- The problem: List every university named in the news item about faster-than-light sound pulses in water.

BEGIN Exercise passage

OXFORD, Miss. – Using sound pulses lasting less than a
fraction of a second, a University of Mississippi physicist
has verified that sound waves in water can exceed the speed
of light.
Joel Mobley, assistant professor of physics and astronomy
and research scientist at UM’s National Center for Physical
Acoustics, embarked on studying the acoustics of
microscopic spheres in 1994 as a graduate student at
Washington University in St. Louis. In 2005, his research
indicated that sound can travel at superluminal velocities
when the spheres are randomly mixed in water.
Mobley’s latest research confirms that indication, and his
internally funded work was published in the Sept. 21 issue
of the peer-reviewed physics journal Physical Review
Letters.
“This is an interesting observation in the propagation of
ultrasound in water,” said the journal’s editor, Jack
Sandeweiss of Yale University. “This certainly yields
knowledge about dispersive systems.”
“The idea that acoustic wave groups could move faster than
light is not a new idea, but no one had seen it happen
until recently,” Mobley said. “This phenomenon is naturally
limited in a way that makes it compatible with Einstein’s
theory of relativity, which says that no information can be
transmitted faster than light. Still, this work provides a
novel look at the effect usually observed in experiments
with light, not sound.”
In earlier work, Mobley argued that water enhanced with
microscopic-size plastic beads, which are as small as the
thickness of a human hair, could support ultrasonic pulses
with speeds faster than light. A report on the simulations
was published in the July 2007 Journal of the Acoustical
Society of America.
“The research originated as an effort to standardize
biomedical measurements,” Mobley said. “Some aspects of
this current work could be applied to the study of new
types of pharmaceuticals that employ microscopic particles
in the circulatory system.”
The laboratory experiment is conducted in a water tank by
firing pulses of ultrasound less than one-millionth of a
second long between two transducers, one acting as a
loudspeaker and the other as a microphone. A sample
chamber, which resembles a floatation buoy found in
swimming pools, holding approximately 40,000 plastic
microspheres in less than a teaspoon of water is placed in
the path of the acoustic pulses. The sample chamber is
agitated manually to keep the spheres randomly mixed while
the sound waves pass through.
“Many researchers might expect this effect would require an
ordered medium, like a crystal that has a regular repeating
pattern,” Mobley said. “So to get this to happen in a
random cloud of spheres is surprising.”

END Exercise passage
BEGIN Recorded information

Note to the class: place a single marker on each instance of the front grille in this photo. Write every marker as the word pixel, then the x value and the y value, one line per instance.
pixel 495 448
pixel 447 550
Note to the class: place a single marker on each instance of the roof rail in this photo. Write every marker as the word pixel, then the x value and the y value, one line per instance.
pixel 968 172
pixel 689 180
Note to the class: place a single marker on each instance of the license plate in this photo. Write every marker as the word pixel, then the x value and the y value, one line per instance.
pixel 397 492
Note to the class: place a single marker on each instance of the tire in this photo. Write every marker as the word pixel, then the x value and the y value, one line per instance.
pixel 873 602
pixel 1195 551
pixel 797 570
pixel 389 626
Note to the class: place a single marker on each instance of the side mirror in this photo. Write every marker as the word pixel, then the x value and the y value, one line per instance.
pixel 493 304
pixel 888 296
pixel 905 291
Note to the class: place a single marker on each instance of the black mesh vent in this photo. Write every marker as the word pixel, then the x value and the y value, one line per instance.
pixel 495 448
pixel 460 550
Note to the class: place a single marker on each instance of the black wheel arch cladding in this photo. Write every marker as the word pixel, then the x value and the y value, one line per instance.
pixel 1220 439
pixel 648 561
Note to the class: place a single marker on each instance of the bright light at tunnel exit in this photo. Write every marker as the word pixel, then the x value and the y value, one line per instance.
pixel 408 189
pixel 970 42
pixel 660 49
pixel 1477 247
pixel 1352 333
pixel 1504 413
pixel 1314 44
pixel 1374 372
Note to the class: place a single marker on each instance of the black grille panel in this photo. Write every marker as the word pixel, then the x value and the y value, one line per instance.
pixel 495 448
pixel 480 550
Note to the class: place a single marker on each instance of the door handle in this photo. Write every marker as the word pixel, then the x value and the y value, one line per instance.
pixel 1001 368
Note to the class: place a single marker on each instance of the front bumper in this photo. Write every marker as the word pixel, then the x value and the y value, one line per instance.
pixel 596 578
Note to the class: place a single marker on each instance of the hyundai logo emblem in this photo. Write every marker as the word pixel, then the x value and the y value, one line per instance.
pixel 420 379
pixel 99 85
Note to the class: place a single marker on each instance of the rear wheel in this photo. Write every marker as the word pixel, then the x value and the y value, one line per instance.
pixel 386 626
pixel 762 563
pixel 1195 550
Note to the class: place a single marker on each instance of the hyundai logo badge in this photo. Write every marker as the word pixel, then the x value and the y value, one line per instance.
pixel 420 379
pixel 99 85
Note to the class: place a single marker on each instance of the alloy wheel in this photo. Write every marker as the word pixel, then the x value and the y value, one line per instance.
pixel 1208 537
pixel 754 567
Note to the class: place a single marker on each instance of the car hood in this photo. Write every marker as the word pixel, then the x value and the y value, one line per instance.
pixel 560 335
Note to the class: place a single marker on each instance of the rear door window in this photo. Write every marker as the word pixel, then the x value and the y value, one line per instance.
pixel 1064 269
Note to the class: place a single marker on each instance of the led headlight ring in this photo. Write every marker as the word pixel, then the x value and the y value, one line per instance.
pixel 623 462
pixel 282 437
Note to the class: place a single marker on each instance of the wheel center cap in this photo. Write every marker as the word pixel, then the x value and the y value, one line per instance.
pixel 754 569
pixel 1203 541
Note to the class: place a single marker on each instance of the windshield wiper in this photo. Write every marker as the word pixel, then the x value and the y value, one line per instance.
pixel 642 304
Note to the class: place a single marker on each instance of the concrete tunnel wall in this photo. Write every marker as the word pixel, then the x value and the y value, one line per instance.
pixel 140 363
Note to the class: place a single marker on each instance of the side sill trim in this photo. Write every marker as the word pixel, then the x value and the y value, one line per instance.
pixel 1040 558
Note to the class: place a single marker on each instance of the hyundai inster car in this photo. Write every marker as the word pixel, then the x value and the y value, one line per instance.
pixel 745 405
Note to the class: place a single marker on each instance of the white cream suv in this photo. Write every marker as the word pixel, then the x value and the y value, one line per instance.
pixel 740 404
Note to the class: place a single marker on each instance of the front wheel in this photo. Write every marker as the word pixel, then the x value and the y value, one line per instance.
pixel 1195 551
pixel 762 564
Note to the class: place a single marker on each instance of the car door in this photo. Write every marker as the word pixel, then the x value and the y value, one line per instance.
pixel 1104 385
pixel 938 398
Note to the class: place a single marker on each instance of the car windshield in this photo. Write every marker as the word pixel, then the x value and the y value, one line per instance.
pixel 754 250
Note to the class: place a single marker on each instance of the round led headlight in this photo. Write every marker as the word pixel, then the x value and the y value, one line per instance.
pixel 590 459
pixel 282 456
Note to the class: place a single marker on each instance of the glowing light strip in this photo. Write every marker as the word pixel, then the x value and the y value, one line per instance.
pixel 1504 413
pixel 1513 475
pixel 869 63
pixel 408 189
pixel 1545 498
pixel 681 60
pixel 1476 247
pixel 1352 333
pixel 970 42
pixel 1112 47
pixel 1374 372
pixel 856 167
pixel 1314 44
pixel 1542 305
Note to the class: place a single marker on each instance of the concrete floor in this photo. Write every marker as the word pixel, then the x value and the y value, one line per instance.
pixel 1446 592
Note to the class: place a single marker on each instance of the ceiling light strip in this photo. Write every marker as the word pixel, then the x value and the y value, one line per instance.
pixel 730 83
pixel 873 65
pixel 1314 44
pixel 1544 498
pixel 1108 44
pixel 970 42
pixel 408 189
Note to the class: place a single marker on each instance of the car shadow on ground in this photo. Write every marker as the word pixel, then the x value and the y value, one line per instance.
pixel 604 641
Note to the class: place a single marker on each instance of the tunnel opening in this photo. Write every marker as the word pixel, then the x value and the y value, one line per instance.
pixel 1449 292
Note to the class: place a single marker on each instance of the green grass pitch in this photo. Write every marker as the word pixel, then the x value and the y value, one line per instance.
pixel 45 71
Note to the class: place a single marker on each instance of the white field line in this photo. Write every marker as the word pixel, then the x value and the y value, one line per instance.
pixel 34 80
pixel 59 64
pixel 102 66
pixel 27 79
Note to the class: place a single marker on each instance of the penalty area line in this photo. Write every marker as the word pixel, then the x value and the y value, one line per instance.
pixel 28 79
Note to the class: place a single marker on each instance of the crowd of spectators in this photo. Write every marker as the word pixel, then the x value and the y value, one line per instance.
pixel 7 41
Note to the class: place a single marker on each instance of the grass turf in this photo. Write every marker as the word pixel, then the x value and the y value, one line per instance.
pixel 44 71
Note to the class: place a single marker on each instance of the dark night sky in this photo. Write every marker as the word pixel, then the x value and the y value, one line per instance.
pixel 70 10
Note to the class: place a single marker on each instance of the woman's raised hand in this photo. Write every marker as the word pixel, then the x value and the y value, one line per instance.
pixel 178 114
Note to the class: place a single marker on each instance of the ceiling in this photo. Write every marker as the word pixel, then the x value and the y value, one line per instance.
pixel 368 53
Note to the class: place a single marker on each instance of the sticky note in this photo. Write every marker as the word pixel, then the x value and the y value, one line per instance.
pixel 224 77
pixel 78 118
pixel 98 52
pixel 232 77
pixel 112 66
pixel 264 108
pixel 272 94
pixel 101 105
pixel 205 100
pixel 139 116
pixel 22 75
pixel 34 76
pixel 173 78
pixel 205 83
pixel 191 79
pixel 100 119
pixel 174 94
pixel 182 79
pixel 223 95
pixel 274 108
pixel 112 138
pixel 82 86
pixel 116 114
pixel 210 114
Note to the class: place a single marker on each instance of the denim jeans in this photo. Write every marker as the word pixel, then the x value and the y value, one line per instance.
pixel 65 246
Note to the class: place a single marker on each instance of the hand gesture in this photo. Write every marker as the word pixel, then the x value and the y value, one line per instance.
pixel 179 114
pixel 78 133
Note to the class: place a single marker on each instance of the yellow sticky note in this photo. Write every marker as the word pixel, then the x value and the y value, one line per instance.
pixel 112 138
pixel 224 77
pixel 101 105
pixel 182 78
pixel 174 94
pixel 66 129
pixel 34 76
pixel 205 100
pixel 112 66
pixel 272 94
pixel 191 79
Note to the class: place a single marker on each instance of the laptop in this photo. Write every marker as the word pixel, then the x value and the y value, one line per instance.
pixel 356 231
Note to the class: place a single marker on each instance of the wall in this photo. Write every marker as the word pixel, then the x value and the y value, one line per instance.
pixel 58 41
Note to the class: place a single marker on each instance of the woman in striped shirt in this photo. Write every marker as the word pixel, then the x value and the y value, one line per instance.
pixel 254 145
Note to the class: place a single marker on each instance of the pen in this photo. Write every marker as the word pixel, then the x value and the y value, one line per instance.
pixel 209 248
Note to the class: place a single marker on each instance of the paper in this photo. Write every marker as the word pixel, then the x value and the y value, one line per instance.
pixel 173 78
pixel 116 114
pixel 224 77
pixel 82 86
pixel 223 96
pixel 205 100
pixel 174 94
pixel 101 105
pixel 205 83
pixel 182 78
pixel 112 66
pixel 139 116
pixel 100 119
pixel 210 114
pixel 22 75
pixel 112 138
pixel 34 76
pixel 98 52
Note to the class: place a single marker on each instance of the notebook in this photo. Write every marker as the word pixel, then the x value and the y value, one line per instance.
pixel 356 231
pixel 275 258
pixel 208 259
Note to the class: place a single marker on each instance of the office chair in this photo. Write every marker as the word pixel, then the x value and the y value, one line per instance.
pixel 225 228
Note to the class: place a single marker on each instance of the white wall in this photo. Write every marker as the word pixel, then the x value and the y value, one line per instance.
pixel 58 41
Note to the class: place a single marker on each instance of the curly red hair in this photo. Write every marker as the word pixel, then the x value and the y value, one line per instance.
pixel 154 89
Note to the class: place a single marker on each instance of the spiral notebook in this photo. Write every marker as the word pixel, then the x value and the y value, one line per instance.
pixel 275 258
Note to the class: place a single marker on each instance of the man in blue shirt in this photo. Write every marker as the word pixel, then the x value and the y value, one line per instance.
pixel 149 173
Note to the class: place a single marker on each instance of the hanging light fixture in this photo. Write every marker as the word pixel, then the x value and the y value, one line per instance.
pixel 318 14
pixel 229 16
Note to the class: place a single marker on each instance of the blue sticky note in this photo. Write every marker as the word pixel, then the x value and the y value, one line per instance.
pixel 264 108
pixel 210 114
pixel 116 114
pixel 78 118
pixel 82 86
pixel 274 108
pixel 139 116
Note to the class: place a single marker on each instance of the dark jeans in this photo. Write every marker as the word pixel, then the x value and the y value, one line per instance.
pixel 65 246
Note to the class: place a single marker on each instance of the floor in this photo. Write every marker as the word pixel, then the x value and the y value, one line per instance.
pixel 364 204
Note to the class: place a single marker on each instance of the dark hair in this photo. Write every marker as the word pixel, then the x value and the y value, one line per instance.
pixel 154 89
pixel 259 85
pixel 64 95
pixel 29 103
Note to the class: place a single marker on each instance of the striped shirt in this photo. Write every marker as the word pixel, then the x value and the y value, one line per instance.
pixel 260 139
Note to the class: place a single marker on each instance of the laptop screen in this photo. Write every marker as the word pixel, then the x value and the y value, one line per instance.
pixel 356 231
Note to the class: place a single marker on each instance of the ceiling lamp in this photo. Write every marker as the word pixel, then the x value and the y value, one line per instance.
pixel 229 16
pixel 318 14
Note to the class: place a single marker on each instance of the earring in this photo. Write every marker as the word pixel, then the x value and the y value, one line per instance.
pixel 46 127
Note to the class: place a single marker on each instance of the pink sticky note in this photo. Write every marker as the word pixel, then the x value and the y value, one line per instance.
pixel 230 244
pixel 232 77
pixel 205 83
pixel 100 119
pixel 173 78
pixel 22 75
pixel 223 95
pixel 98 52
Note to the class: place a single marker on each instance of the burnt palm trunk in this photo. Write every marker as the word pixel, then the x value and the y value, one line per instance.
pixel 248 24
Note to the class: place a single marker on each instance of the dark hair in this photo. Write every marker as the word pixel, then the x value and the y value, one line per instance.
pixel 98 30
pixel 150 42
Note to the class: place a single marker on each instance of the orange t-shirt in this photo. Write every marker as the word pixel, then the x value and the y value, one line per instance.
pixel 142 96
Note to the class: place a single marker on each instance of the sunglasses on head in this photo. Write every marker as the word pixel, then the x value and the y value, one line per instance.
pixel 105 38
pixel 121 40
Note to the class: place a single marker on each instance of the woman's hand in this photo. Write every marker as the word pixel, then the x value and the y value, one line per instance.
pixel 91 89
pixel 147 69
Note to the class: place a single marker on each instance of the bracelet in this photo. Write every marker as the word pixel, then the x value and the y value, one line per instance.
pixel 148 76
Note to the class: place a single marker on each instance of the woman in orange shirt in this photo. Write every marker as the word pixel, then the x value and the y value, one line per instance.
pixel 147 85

END Recorded information

- Reply:
University of Mississippi
Washington University in St. Louis
Yale University